** Begin Exercise input **

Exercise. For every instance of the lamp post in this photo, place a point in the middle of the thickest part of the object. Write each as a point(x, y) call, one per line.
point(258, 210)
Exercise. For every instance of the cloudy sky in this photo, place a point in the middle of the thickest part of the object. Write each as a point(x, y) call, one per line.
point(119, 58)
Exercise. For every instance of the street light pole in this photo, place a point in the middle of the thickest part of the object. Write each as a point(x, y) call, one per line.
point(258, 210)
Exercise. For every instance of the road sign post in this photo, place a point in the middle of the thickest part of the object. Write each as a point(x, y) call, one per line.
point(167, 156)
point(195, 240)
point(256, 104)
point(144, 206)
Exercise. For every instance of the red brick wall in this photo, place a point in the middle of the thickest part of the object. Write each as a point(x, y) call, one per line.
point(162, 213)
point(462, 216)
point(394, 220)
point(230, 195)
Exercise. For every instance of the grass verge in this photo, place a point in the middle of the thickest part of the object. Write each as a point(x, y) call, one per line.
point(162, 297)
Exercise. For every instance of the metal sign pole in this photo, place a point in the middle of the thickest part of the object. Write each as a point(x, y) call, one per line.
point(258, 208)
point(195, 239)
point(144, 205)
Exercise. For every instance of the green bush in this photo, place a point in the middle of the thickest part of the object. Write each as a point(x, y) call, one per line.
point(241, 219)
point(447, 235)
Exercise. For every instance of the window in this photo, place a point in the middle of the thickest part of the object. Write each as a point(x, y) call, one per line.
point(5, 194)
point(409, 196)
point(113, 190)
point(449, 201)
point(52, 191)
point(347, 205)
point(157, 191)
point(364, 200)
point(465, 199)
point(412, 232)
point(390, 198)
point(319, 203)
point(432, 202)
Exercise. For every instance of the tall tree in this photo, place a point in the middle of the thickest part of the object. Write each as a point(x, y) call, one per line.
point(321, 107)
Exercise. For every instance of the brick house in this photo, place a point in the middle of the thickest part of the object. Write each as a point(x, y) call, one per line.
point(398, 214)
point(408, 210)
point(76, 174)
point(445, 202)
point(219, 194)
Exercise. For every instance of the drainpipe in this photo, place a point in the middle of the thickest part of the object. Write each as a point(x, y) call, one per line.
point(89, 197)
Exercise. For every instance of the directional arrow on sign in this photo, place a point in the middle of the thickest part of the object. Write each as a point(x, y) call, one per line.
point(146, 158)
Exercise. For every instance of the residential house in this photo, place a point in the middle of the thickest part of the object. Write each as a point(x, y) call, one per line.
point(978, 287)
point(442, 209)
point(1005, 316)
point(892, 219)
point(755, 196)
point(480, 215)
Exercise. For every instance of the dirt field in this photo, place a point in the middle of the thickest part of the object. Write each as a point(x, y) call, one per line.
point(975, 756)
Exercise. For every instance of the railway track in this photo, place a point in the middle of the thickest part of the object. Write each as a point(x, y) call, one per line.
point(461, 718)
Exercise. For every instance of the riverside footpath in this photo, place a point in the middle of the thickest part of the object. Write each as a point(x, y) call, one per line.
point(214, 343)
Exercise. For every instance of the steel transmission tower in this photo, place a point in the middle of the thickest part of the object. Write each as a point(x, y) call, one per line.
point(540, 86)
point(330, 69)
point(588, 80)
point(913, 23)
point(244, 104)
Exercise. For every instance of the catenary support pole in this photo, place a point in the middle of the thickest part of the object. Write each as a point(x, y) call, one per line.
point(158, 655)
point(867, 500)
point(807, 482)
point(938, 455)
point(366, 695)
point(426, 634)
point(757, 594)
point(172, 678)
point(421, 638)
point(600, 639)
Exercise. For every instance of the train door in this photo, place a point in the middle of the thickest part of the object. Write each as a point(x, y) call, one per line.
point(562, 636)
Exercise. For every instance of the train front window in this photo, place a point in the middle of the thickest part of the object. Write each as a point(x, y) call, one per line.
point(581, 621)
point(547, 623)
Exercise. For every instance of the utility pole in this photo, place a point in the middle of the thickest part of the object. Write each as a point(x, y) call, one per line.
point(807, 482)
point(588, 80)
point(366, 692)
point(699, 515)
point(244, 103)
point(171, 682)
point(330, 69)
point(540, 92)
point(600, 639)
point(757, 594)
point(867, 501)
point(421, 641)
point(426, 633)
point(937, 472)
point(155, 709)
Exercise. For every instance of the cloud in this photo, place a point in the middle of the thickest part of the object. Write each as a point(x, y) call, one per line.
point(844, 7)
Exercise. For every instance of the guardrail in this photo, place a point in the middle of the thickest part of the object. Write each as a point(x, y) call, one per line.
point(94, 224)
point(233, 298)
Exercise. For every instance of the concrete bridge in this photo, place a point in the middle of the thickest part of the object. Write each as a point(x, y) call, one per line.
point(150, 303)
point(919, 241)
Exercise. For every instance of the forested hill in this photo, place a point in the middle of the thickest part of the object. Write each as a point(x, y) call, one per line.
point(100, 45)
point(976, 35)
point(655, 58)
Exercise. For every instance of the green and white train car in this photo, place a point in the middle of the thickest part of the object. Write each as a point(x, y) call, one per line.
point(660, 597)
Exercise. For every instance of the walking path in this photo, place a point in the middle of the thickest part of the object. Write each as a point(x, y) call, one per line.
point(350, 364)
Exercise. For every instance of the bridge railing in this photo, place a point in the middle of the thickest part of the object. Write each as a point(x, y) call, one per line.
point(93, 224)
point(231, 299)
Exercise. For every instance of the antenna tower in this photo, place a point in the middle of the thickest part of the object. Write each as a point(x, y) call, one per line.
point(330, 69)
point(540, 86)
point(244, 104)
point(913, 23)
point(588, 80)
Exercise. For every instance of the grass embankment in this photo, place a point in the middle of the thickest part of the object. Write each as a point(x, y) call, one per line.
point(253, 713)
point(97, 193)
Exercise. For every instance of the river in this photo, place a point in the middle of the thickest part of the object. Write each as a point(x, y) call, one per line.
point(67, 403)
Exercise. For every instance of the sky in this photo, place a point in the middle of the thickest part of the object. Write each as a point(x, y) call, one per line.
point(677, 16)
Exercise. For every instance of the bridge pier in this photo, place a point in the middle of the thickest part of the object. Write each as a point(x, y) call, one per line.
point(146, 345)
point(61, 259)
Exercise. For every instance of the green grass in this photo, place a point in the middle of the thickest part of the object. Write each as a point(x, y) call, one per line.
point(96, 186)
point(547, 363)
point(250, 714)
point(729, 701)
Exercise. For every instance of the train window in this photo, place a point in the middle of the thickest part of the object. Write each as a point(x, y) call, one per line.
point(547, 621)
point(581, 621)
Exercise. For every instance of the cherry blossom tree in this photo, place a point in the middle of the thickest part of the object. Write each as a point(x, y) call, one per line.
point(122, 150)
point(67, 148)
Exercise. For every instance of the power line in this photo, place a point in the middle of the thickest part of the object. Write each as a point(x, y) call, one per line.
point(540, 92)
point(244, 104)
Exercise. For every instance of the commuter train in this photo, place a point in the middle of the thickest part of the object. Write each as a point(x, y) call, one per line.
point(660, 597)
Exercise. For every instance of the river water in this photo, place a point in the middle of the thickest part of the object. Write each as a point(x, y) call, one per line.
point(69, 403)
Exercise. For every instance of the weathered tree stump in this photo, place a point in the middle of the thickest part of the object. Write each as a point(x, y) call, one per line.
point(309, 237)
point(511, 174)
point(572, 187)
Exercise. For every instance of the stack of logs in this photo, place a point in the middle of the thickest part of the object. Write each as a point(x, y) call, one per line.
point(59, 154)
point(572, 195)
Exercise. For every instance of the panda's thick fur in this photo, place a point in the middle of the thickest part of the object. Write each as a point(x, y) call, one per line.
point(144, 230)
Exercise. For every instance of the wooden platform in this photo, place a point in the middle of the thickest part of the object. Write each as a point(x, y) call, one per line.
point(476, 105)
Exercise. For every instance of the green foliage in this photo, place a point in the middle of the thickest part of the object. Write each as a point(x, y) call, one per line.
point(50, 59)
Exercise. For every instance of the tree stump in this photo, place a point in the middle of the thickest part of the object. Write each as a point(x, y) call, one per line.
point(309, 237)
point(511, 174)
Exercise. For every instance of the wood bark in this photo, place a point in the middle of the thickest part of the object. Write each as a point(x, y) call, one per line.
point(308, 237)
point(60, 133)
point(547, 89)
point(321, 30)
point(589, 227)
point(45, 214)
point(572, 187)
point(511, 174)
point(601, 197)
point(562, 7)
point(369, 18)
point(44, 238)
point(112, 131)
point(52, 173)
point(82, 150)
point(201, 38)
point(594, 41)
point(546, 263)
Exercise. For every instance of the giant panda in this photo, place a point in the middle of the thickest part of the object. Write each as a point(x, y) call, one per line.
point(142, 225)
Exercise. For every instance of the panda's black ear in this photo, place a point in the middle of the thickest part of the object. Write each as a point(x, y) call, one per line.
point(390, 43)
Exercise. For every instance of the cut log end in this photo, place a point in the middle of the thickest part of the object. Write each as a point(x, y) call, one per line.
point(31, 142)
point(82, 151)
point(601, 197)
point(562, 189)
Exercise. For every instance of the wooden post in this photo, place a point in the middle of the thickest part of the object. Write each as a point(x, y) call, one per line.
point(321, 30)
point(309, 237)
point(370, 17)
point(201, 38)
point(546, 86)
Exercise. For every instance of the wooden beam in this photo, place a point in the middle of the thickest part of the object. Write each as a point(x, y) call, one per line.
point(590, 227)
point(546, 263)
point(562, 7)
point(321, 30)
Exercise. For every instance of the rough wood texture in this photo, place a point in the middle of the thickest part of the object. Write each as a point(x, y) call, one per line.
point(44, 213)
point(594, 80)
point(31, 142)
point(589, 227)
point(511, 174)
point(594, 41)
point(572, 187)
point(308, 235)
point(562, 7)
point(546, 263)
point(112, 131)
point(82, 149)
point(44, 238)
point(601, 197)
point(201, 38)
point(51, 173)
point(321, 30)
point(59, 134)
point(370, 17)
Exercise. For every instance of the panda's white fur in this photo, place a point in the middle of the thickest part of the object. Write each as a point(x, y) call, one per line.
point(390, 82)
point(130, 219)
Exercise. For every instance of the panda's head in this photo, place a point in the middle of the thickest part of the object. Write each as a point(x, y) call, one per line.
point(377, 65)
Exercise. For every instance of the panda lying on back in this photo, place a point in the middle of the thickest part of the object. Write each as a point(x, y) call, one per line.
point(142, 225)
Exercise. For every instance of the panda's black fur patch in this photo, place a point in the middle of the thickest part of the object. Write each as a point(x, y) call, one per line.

** End Exercise input **

◆ **Work instructions**
Output the data starting with the line containing "Exercise. For every instance of the train front" and going on through the line containing "point(547, 623)" as a two-column CSV with headers text and answer. Give one row per piece of text with its answer beside it, quote every field, and turn line breaks into spaces.

◆ **Complete answer**
text,answer
"Exercise. For every instance of the train front window in this photo, place a point in the middle of the thickest part of the object. Write each as a point(x, y) call, one per line.","point(581, 621) point(547, 623)"